What you need to do:
Repeat each entry in full, exactly.

---- Listed entries

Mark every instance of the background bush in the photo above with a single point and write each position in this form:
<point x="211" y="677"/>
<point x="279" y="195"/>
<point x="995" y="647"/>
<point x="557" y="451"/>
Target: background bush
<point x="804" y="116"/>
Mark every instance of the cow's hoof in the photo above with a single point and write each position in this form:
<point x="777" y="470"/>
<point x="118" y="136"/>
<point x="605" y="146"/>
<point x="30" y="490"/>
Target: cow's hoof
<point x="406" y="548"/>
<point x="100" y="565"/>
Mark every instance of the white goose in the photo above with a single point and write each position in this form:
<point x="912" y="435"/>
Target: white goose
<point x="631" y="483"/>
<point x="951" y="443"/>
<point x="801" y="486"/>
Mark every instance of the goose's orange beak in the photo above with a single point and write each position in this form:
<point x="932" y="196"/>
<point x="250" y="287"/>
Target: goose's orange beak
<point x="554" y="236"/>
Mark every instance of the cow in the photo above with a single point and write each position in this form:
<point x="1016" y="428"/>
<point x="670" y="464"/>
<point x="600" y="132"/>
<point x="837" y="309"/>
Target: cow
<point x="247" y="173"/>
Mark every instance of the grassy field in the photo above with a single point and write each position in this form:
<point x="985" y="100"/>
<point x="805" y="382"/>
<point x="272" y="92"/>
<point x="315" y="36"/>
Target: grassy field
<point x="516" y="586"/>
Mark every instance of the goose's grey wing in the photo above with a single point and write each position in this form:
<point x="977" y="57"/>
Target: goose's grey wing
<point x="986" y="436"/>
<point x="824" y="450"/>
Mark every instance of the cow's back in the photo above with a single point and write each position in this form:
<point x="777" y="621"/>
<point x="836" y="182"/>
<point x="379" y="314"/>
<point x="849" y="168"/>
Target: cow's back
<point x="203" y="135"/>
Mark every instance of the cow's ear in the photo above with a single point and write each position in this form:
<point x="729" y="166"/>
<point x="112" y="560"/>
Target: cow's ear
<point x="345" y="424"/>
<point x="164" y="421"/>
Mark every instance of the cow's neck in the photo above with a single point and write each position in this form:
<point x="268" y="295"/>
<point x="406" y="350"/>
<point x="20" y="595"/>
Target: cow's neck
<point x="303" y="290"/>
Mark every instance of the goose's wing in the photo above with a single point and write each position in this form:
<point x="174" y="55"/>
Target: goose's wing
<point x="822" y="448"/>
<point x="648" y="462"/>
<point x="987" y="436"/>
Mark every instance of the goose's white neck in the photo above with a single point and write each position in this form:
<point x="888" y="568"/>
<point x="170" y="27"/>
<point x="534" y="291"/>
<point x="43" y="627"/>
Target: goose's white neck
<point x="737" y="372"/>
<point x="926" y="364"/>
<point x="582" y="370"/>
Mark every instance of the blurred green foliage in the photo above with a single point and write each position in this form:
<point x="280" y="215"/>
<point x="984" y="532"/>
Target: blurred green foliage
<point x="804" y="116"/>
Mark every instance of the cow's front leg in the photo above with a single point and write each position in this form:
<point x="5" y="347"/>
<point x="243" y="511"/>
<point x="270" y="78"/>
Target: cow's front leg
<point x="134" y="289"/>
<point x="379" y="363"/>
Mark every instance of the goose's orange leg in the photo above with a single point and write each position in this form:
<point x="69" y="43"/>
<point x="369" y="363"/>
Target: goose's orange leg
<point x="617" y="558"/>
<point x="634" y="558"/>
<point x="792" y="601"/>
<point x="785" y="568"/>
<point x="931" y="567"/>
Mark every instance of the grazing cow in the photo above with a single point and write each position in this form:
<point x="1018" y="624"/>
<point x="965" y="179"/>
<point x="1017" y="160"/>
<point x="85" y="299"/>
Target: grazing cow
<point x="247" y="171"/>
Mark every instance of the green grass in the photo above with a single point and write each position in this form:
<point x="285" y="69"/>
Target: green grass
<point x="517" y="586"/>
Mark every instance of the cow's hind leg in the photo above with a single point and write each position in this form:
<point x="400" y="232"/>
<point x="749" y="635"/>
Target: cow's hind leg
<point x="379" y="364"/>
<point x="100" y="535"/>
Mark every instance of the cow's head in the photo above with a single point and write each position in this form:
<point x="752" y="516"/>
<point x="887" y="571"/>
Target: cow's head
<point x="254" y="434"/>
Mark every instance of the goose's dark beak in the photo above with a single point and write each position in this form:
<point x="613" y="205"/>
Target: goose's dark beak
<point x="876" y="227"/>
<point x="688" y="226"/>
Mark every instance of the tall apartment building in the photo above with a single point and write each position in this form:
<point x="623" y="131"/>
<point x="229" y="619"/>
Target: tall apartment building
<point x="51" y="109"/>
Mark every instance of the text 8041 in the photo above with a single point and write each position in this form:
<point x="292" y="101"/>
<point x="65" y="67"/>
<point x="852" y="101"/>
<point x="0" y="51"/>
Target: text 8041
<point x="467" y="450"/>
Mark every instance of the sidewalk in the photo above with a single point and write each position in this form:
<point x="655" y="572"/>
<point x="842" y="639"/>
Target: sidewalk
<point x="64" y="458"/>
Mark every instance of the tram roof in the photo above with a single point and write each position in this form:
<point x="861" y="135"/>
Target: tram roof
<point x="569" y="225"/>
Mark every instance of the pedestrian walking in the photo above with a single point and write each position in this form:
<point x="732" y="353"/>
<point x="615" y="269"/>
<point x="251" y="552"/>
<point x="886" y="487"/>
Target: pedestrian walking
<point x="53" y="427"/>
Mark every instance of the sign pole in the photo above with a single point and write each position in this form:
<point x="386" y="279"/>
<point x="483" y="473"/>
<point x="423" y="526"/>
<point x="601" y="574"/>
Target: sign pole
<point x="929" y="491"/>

--------

Task answer:
Mark every instance of the background bush in the photo above with a single point and write each position in this form:
<point x="211" y="677"/>
<point x="279" y="195"/>
<point x="995" y="647"/>
<point x="557" y="451"/>
Target: background bush
<point x="804" y="116"/>
Mark every instance of the cow's hoof in the photo above with a single point and write each position in this form:
<point x="777" y="470"/>
<point x="118" y="136"/>
<point x="605" y="146"/>
<point x="30" y="490"/>
Target: cow's hoof
<point x="406" y="548"/>
<point x="100" y="565"/>
Mark every instance of the white goose in the photo above with a single point and write each position in this form:
<point x="912" y="435"/>
Target: white goose
<point x="631" y="483"/>
<point x="951" y="443"/>
<point x="801" y="486"/>
Mark every instance of the goose's orange beak in the photo above with a single point and write each position in this form:
<point x="932" y="196"/>
<point x="250" y="287"/>
Target: goose's orange beak
<point x="554" y="236"/>
Mark every instance of the cow in the photo above with a single point and write each position in this form:
<point x="1016" y="428"/>
<point x="670" y="464"/>
<point x="600" y="132"/>
<point x="837" y="309"/>
Target: cow
<point x="247" y="173"/>
Mark every instance of the grassy field in the photo above with a single point and write each position in this form:
<point x="985" y="100"/>
<point x="805" y="382"/>
<point x="272" y="92"/>
<point x="315" y="36"/>
Target: grassy field
<point x="516" y="586"/>
Mark every instance of the goose's grey wing in the photo above with a single point and write each position in this form:
<point x="977" y="57"/>
Target: goose's grey wing
<point x="986" y="436"/>
<point x="824" y="450"/>
Mark every instance of the cow's back in the photo above with a single point and write each position in this form:
<point x="777" y="621"/>
<point x="836" y="182"/>
<point x="379" y="314"/>
<point x="849" y="168"/>
Target: cow's back
<point x="203" y="135"/>
Mark every instance of the cow's ear in the photo above with a single point and write each position in this form:
<point x="729" y="166"/>
<point x="112" y="560"/>
Target: cow's ear
<point x="345" y="424"/>
<point x="164" y="421"/>
Mark every instance of the cow's neck in the photo above with a single point and write each position in this form:
<point x="268" y="295"/>
<point x="406" y="350"/>
<point x="20" y="595"/>
Target: cow's neck
<point x="303" y="290"/>
Mark every instance of the goose's wing in the photo above with a single point and write each position in this form:
<point x="174" y="55"/>
Target: goose's wing
<point x="822" y="448"/>
<point x="648" y="462"/>
<point x="987" y="436"/>
Mark every instance of the goose's white neck in the photo above with a single point and write each position in this form:
<point x="888" y="568"/>
<point x="170" y="27"/>
<point x="534" y="291"/>
<point x="43" y="627"/>
Target: goose's white neck
<point x="737" y="372"/>
<point x="926" y="364"/>
<point x="582" y="370"/>
Mark every instance of the blurred green foliage in the photo above with a single point and write each position in this form:
<point x="280" y="215"/>
<point x="984" y="532"/>
Target: blurred green foliage
<point x="804" y="116"/>
Mark every instance of the cow's front leg in the photo above with a single point and write each position in this form:
<point x="5" y="347"/>
<point x="243" y="511"/>
<point x="270" y="78"/>
Target: cow's front leg
<point x="134" y="289"/>
<point x="379" y="363"/>
Mark every instance of the goose's orange leg in the photo above with a single point and write each position in this form:
<point x="69" y="43"/>
<point x="369" y="363"/>
Target: goose's orange leg
<point x="617" y="558"/>
<point x="634" y="558"/>
<point x="792" y="601"/>
<point x="785" y="568"/>
<point x="931" y="567"/>
Mark every instance of the grazing cow in the photo above with a single point and write each position in this form:
<point x="1018" y="624"/>
<point x="965" y="179"/>
<point x="1017" y="160"/>
<point x="85" y="299"/>
Target: grazing cow
<point x="247" y="171"/>
Mark every instance of the green grass in the photo above with a single point and write each position in this form:
<point x="285" y="69"/>
Target: green grass
<point x="517" y="586"/>
Mark every instance of the cow's hind leg in the photo above with a single point and write each position in this form:
<point x="400" y="232"/>
<point x="749" y="635"/>
Target: cow's hind leg
<point x="379" y="364"/>
<point x="100" y="535"/>
Mark every instance of the cow's head in the photo above with a single point and write each position in this form:
<point x="752" y="516"/>
<point x="887" y="571"/>
Target: cow's head
<point x="254" y="434"/>
Mark every instance of the goose's dark beak in the photo above with a single point and write each position in this form:
<point x="613" y="205"/>
Target: goose's dark beak
<point x="876" y="227"/>
<point x="688" y="226"/>
Mark every instance of the tall apartment building in the photo above with a single point and write each position in this form:
<point x="623" y="131"/>
<point x="229" y="619"/>
Target: tall apartment building
<point x="51" y="109"/>
Mark every instance of the text 8041 in the photo above with a single point and write each position in this form:
<point x="292" y="101"/>
<point x="65" y="67"/>
<point x="852" y="101"/>
<point x="0" y="51"/>
Target: text 8041
<point x="467" y="450"/>
Mark every instance of the sidewalk in the photo above with a single point and write each position in this form:
<point x="655" y="572"/>
<point x="842" y="639"/>
Target: sidewalk
<point x="64" y="458"/>
Mark every instance of the tram roof in the photo above with a single point and write each position in this form:
<point x="861" y="135"/>
Target: tram roof
<point x="569" y="225"/>
Mark every instance of the pedestrian walking in the photo above with a single point and write each position in this form:
<point x="732" y="353"/>
<point x="615" y="269"/>
<point x="251" y="552"/>
<point x="886" y="487"/>
Target: pedestrian walking
<point x="53" y="427"/>
Mark every instance of the sign pole in the photo above with a single point and write each position in this form:
<point x="386" y="279"/>
<point x="483" y="473"/>
<point x="423" y="526"/>
<point x="601" y="574"/>
Target: sign pole
<point x="929" y="491"/>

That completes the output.